§ Exercise objective: What you need to produce from the material below is an exact transcription of the lines from the one with "Each instance of the window" through the one with "Outline every instance of the window", both included, and no other line.

§ Data provided:

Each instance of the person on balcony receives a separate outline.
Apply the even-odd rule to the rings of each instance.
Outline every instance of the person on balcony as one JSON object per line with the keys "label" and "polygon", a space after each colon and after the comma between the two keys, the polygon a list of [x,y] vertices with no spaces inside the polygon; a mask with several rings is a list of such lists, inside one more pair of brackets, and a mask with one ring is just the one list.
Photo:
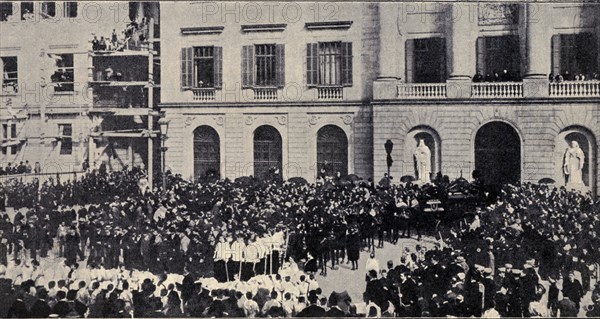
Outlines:
{"label": "person on balcony", "polygon": [[106,50],[106,40],[104,40],[104,37],[100,37],[100,42],[98,42],[98,50],[99,51]]}
{"label": "person on balcony", "polygon": [[475,83],[483,82],[483,75],[481,75],[481,72],[477,71],[475,76],[473,76],[473,82],[475,82]]}

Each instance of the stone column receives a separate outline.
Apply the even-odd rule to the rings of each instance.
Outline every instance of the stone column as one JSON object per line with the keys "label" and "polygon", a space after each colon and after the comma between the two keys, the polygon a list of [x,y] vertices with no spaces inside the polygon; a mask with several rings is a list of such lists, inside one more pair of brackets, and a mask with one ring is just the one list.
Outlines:
{"label": "stone column", "polygon": [[551,39],[546,18],[549,6],[544,3],[527,3],[525,9],[526,72],[523,79],[524,97],[548,96],[548,73],[551,69]]}
{"label": "stone column", "polygon": [[471,77],[475,74],[475,35],[477,6],[452,3],[446,11],[446,46],[450,65],[447,81],[449,98],[469,98]]}
{"label": "stone column", "polygon": [[404,61],[399,59],[401,45],[398,32],[398,4],[394,2],[379,3],[379,73],[378,79],[398,80],[403,77]]}

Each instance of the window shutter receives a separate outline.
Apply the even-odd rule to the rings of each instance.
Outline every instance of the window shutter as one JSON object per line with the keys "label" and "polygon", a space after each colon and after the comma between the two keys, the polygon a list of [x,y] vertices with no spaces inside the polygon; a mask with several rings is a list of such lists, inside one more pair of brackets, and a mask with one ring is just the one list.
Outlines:
{"label": "window shutter", "polygon": [[314,86],[319,84],[319,44],[306,44],[306,84]]}
{"label": "window shutter", "polygon": [[352,86],[352,42],[342,42],[342,85]]}
{"label": "window shutter", "polygon": [[278,88],[285,86],[285,45],[275,45],[275,83]]}
{"label": "window shutter", "polygon": [[214,85],[215,88],[223,87],[223,48],[213,48],[213,70],[214,70]]}
{"label": "window shutter", "polygon": [[413,40],[413,39],[406,40],[406,54],[405,54],[406,83],[414,82],[414,76],[413,76],[413,69],[414,69],[414,64],[415,64],[414,52],[415,52],[415,40]]}
{"label": "window shutter", "polygon": [[485,65],[485,37],[477,38],[477,71],[479,71],[483,77],[487,75]]}
{"label": "window shutter", "polygon": [[560,34],[552,36],[552,74],[560,74]]}
{"label": "window shutter", "polygon": [[242,47],[242,88],[254,85],[254,46]]}
{"label": "window shutter", "polygon": [[181,89],[189,90],[194,81],[194,49],[181,49]]}

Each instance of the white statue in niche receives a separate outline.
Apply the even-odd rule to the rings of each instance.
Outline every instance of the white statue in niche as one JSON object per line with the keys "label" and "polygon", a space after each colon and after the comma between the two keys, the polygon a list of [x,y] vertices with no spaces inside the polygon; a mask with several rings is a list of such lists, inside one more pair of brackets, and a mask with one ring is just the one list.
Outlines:
{"label": "white statue in niche", "polygon": [[431,173],[431,150],[425,145],[425,140],[419,139],[419,145],[415,150],[415,160],[417,162],[418,180],[423,183],[429,183]]}
{"label": "white statue in niche", "polygon": [[583,185],[583,163],[585,155],[577,141],[571,141],[571,147],[565,152],[563,171],[567,175],[567,185]]}

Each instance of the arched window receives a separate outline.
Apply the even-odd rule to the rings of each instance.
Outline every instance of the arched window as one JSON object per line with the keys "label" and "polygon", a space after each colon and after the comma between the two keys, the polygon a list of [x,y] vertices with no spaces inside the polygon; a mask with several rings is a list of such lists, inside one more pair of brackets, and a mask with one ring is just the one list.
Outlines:
{"label": "arched window", "polygon": [[278,174],[281,177],[281,134],[272,126],[263,125],[254,131],[254,176],[259,179]]}
{"label": "arched window", "polygon": [[475,136],[475,169],[486,184],[514,184],[521,180],[521,139],[504,122],[490,122]]}
{"label": "arched window", "polygon": [[210,126],[194,130],[194,180],[206,177],[220,178],[221,142],[219,134]]}
{"label": "arched window", "polygon": [[319,175],[348,175],[348,138],[335,125],[323,126],[317,132],[317,169]]}

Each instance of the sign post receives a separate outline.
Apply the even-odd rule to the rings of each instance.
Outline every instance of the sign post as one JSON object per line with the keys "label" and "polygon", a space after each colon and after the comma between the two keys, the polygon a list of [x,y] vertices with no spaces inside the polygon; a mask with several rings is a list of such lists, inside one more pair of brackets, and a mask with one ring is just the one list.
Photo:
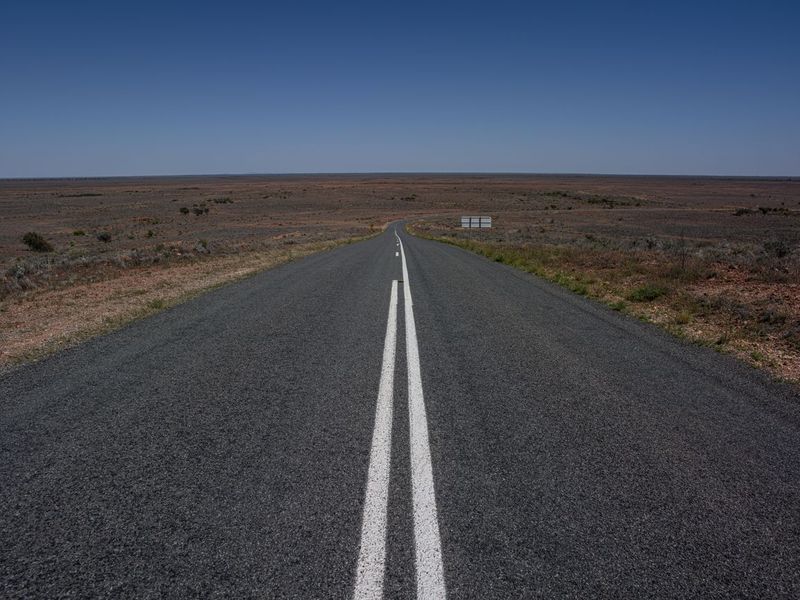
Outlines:
{"label": "sign post", "polygon": [[492,217],[461,217],[461,227],[465,229],[491,229]]}

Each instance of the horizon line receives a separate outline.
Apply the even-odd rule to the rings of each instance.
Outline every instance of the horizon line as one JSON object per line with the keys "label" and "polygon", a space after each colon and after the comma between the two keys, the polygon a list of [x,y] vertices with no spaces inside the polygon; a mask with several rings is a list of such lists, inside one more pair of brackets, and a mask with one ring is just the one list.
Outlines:
{"label": "horizon line", "polygon": [[137,175],[56,175],[29,177],[0,177],[0,181],[58,181],[58,180],[97,180],[97,179],[178,179],[178,178],[212,178],[212,177],[353,177],[353,176],[451,176],[486,177],[667,177],[697,179],[774,179],[800,180],[800,175],[733,175],[733,174],[686,174],[686,173],[589,173],[577,171],[288,171],[288,172],[240,172],[240,173],[173,173],[173,174],[137,174]]}

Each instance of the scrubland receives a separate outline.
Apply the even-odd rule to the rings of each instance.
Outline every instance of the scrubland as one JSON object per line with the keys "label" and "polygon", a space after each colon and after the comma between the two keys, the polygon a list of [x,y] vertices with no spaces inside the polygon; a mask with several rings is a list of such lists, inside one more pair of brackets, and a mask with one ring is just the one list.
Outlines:
{"label": "scrubland", "polygon": [[[462,230],[462,214],[494,227]],[[800,381],[797,179],[5,180],[0,217],[0,366],[407,219],[417,235]]]}
{"label": "scrubland", "polygon": [[497,194],[481,207],[492,230],[429,218],[413,231],[800,382],[800,182],[557,183]]}

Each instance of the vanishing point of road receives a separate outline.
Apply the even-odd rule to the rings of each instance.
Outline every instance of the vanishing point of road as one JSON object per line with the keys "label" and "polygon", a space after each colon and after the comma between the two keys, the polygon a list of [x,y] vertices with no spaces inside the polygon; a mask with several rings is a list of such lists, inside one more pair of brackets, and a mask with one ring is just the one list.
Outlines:
{"label": "vanishing point of road", "polygon": [[800,396],[407,235],[0,376],[3,598],[798,598]]}

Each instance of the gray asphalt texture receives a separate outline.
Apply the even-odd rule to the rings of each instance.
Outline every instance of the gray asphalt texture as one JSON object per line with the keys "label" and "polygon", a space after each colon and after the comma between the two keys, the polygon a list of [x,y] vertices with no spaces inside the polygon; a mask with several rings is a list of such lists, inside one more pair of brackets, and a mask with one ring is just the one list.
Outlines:
{"label": "gray asphalt texture", "polygon": [[[451,597],[800,597],[795,389],[401,235]],[[352,594],[395,250],[0,376],[0,596]],[[415,589],[400,297],[389,598]]]}

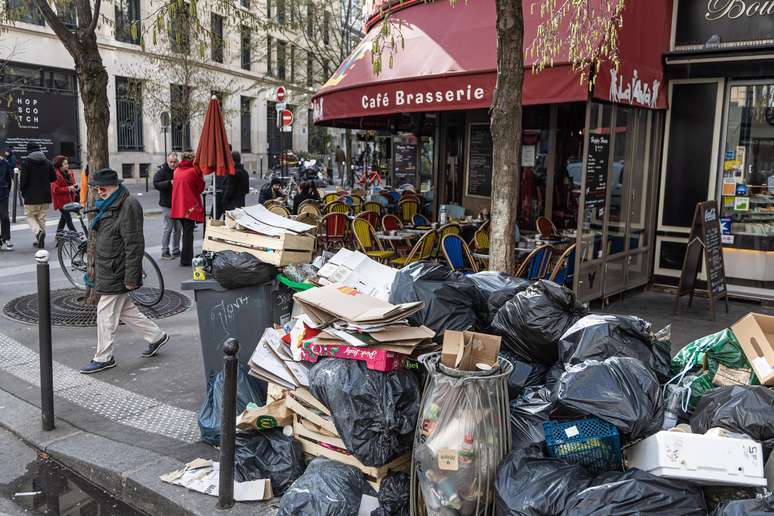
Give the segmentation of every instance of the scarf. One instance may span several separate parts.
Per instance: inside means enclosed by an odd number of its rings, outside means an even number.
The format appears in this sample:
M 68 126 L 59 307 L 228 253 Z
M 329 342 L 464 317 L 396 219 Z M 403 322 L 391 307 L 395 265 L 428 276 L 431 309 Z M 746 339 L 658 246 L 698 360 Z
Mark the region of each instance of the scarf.
M 91 229 L 97 229 L 97 225 L 99 224 L 99 221 L 102 220 L 102 217 L 105 216 L 105 213 L 107 213 L 108 208 L 110 208 L 114 202 L 116 202 L 116 199 L 118 199 L 118 196 L 121 195 L 121 192 L 124 191 L 123 185 L 118 185 L 118 189 L 110 194 L 110 197 L 107 199 L 97 199 L 94 201 L 94 207 L 97 209 L 97 214 L 94 216 L 94 218 L 91 220 Z

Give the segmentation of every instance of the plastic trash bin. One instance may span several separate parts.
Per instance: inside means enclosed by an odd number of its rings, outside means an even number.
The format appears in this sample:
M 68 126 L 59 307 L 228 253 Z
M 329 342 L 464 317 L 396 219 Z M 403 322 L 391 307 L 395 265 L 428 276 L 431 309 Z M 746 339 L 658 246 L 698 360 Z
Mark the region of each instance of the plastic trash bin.
M 181 288 L 194 291 L 205 381 L 223 370 L 226 339 L 239 339 L 238 358 L 247 365 L 263 331 L 286 321 L 292 310 L 292 297 L 288 303 L 284 291 L 287 287 L 280 288 L 277 281 L 226 289 L 215 280 L 188 280 Z

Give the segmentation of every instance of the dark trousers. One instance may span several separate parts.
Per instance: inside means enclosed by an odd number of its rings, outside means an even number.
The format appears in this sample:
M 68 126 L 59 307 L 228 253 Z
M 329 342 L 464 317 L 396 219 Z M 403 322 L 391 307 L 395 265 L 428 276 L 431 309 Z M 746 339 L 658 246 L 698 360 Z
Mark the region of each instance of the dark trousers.
M 180 224 L 183 226 L 183 242 L 180 246 L 180 265 L 191 266 L 193 260 L 193 243 L 194 243 L 194 229 L 196 229 L 196 222 L 189 219 L 180 219 Z
M 11 219 L 8 217 L 8 199 L 0 199 L 0 242 L 11 239 Z
M 75 231 L 75 224 L 73 224 L 73 217 L 69 211 L 59 210 L 59 224 L 56 225 L 57 232 L 62 231 L 67 226 L 70 231 Z

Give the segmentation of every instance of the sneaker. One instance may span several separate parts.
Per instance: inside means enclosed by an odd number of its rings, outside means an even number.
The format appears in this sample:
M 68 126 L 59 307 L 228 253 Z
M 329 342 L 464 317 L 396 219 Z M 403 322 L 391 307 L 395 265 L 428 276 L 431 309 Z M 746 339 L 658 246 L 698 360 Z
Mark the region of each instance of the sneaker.
M 113 359 L 113 357 L 110 357 L 110 360 L 107 362 L 97 362 L 95 360 L 92 360 L 88 364 L 86 364 L 84 367 L 81 368 L 81 374 L 92 374 L 92 373 L 99 373 L 100 371 L 104 371 L 105 369 L 112 369 L 116 366 L 116 361 Z
M 13 244 L 7 241 L 0 241 L 0 251 L 13 251 Z
M 43 248 L 46 247 L 46 232 L 45 231 L 38 232 L 37 243 L 38 243 L 38 249 L 43 249 Z
M 164 336 L 161 337 L 156 342 L 151 342 L 150 344 L 148 344 L 148 347 L 145 348 L 145 351 L 143 351 L 140 354 L 140 356 L 142 358 L 150 358 L 154 356 L 156 353 L 159 352 L 159 350 L 161 349 L 161 346 L 163 346 L 167 342 L 169 342 L 169 335 L 165 333 Z
M 162 260 L 166 260 L 166 261 L 170 261 L 170 260 L 174 260 L 175 258 L 171 254 L 169 254 L 169 252 L 165 251 L 165 252 L 161 253 L 161 259 Z
M 180 258 L 180 251 L 172 251 L 172 258 Z

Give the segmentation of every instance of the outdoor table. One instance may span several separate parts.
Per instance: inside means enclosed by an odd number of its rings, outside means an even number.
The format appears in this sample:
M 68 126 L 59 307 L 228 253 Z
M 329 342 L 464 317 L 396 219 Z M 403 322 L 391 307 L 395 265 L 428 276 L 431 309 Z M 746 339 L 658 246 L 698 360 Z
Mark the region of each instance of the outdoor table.
M 434 228 L 428 228 L 428 229 L 414 229 L 414 228 L 406 228 L 404 227 L 401 231 L 404 233 L 408 233 L 411 236 L 422 236 L 428 231 L 432 231 Z
M 394 242 L 401 241 L 401 240 L 409 240 L 411 238 L 415 238 L 416 235 L 410 235 L 407 231 L 403 230 L 402 232 L 399 232 L 397 235 L 388 235 L 386 233 L 378 232 L 376 233 L 376 238 L 378 240 L 392 240 Z

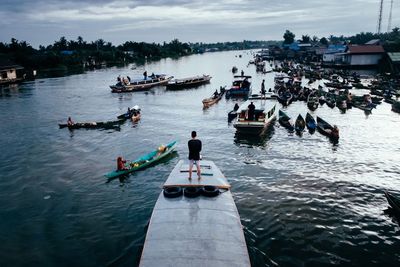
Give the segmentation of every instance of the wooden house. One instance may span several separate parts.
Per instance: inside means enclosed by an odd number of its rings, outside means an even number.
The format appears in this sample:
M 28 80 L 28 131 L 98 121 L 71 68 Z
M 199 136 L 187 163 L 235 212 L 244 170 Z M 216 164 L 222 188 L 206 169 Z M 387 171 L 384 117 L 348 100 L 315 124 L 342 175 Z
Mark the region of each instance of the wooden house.
M 342 56 L 343 65 L 350 67 L 373 67 L 385 54 L 381 45 L 350 45 Z
M 22 81 L 24 68 L 9 60 L 0 60 L 0 84 L 9 84 Z

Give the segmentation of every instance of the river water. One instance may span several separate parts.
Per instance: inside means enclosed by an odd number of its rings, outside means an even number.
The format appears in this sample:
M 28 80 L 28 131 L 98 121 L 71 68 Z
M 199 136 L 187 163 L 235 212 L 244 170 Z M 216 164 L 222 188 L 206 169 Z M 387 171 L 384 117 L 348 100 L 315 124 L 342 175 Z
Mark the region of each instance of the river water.
M 338 145 L 278 123 L 263 139 L 237 137 L 227 123 L 235 102 L 203 111 L 201 100 L 231 84 L 234 65 L 253 75 L 253 90 L 262 79 L 272 87 L 274 74 L 257 74 L 250 59 L 249 51 L 207 53 L 0 89 L 0 266 L 136 266 L 162 184 L 187 157 L 192 130 L 203 157 L 232 184 L 253 266 L 399 266 L 400 228 L 383 191 L 400 194 L 400 116 L 386 103 L 368 116 L 322 106 L 313 115 L 339 126 Z M 111 93 L 118 75 L 144 69 L 213 78 L 184 91 Z M 142 120 L 119 131 L 57 125 L 68 116 L 113 120 L 133 105 Z M 285 109 L 292 117 L 306 111 L 303 102 Z M 172 140 L 178 153 L 161 164 L 124 180 L 103 176 L 117 156 L 135 159 Z

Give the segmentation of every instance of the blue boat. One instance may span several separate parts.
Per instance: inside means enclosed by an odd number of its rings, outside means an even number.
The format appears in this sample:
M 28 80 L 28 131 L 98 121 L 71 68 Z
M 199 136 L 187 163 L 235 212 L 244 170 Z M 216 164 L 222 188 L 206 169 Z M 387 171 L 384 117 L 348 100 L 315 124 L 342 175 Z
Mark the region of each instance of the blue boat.
M 230 89 L 226 91 L 225 97 L 248 97 L 251 91 L 251 76 L 235 75 Z
M 314 117 L 308 112 L 306 115 L 306 126 L 310 133 L 315 132 L 315 129 L 317 129 L 317 123 Z

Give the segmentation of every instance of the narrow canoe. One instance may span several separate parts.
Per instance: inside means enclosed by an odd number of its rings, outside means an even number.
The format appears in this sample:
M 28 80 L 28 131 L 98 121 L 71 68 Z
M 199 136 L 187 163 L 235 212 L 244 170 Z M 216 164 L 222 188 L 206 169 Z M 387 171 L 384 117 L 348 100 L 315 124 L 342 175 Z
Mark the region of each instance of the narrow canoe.
M 301 116 L 301 114 L 299 114 L 299 116 L 297 116 L 297 119 L 294 123 L 294 129 L 296 130 L 296 132 L 302 132 L 302 131 L 304 131 L 305 128 L 306 128 L 306 122 L 304 121 L 303 116 Z
M 214 162 L 202 160 L 200 167 L 200 180 L 187 179 L 187 160 L 171 171 L 154 206 L 139 267 L 250 267 L 231 186 Z M 206 187 L 216 194 L 204 194 Z M 171 190 L 180 194 L 168 197 Z
M 333 131 L 332 125 L 317 116 L 317 129 L 322 134 L 331 139 L 338 140 L 339 136 Z
M 171 154 L 176 148 L 176 143 L 177 143 L 177 141 L 173 141 L 173 142 L 169 143 L 168 145 L 166 145 L 165 146 L 166 149 L 161 154 L 159 154 L 158 150 L 154 150 L 132 162 L 127 162 L 125 164 L 125 166 L 128 169 L 120 170 L 120 171 L 118 171 L 118 170 L 112 171 L 110 173 L 105 174 L 105 177 L 115 178 L 115 177 L 118 177 L 121 175 L 129 174 L 129 173 L 137 171 L 137 170 L 141 170 L 141 169 L 149 166 L 150 164 L 153 164 L 153 163 L 159 161 L 160 159 L 164 158 L 165 156 Z
M 119 128 L 120 124 L 122 124 L 125 120 L 116 120 L 116 121 L 100 121 L 100 122 L 76 122 L 73 125 L 68 125 L 66 123 L 60 123 L 58 126 L 60 129 L 68 128 L 68 129 L 112 129 Z
M 315 129 L 317 128 L 317 123 L 315 122 L 314 117 L 308 112 L 306 115 L 306 126 L 309 131 L 315 131 Z
M 385 191 L 386 199 L 389 205 L 398 213 L 400 214 L 400 198 L 395 197 L 393 194 Z
M 225 93 L 225 87 L 221 87 L 220 92 L 217 96 L 213 94 L 211 97 L 203 99 L 203 101 L 202 101 L 203 108 L 204 109 L 209 108 L 212 105 L 214 105 L 215 103 L 217 103 L 218 101 L 220 101 L 222 96 L 224 95 L 224 93 Z
M 285 127 L 289 132 L 294 131 L 293 123 L 290 122 L 290 117 L 285 112 L 279 110 L 279 124 Z

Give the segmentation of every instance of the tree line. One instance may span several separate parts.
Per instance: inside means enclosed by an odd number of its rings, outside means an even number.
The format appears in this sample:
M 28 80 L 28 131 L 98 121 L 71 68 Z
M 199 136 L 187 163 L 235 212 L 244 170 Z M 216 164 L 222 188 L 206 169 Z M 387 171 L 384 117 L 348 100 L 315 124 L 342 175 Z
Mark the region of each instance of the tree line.
M 192 53 L 189 44 L 174 39 L 163 44 L 127 41 L 114 46 L 103 39 L 87 42 L 82 37 L 67 40 L 61 37 L 47 47 L 33 48 L 26 41 L 11 39 L 10 43 L 0 42 L 0 57 L 6 58 L 31 69 L 56 68 L 60 66 L 83 66 L 85 63 L 109 64 L 129 63 L 143 59 L 179 57 Z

§ Solution to the exercise:
Each instance of the window shutter receives a separate outline.
Apply the even-odd rule to the rings of each instance.
Outline every instance of the window shutter as one JSON object per line with the keys "label" and "polygon", a space after each colon and after the comma between the two keys, the polygon a list of [x,y] vertices with no spaces inside the polygon; a mask with several rings is a list of such lists, inside one more pair of brackets, and a mask with one ring is just the one list.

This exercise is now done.